DESCRIPTION OF THE TASK: Count the lines in the material below that contain the string "musician", with case counting, and reply with the number alone.

Stored data entries
+ + + + +
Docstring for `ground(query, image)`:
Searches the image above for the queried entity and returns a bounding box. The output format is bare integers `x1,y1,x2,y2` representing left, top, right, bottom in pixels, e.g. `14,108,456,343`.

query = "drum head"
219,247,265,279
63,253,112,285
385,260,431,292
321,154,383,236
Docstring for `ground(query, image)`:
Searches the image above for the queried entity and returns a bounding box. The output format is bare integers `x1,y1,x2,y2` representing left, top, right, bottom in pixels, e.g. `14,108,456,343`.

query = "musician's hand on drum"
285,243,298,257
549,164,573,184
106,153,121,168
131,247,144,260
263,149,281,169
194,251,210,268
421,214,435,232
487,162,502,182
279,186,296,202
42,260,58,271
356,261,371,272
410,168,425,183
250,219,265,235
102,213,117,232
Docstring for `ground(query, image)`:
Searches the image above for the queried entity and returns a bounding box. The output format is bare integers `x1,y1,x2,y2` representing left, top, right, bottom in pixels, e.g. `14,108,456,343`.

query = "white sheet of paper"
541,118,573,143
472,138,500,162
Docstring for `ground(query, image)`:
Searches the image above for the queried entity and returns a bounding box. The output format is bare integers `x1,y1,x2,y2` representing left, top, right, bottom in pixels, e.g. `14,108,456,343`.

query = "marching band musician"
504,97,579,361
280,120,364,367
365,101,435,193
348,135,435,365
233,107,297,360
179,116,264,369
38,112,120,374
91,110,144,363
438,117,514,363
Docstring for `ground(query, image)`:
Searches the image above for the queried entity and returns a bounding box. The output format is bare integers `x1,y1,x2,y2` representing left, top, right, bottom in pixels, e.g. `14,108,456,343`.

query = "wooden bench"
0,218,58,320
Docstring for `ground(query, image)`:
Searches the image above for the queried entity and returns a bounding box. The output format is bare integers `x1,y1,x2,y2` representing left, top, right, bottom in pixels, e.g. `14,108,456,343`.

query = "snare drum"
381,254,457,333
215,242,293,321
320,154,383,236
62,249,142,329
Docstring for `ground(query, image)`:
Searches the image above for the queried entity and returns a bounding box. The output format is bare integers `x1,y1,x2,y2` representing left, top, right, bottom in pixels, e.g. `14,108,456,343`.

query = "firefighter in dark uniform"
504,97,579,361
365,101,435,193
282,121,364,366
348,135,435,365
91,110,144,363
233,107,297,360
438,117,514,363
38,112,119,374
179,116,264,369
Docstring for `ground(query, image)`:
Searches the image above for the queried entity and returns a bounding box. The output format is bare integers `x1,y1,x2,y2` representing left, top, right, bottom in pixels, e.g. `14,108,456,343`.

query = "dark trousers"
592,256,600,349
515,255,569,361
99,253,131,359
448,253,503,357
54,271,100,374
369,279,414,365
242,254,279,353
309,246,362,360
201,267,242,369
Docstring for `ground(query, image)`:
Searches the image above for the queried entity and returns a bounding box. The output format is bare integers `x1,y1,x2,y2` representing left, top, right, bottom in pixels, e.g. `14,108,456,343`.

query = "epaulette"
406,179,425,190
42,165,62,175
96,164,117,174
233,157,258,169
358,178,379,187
+ + + + +
EXERCISE RESPONSE: 2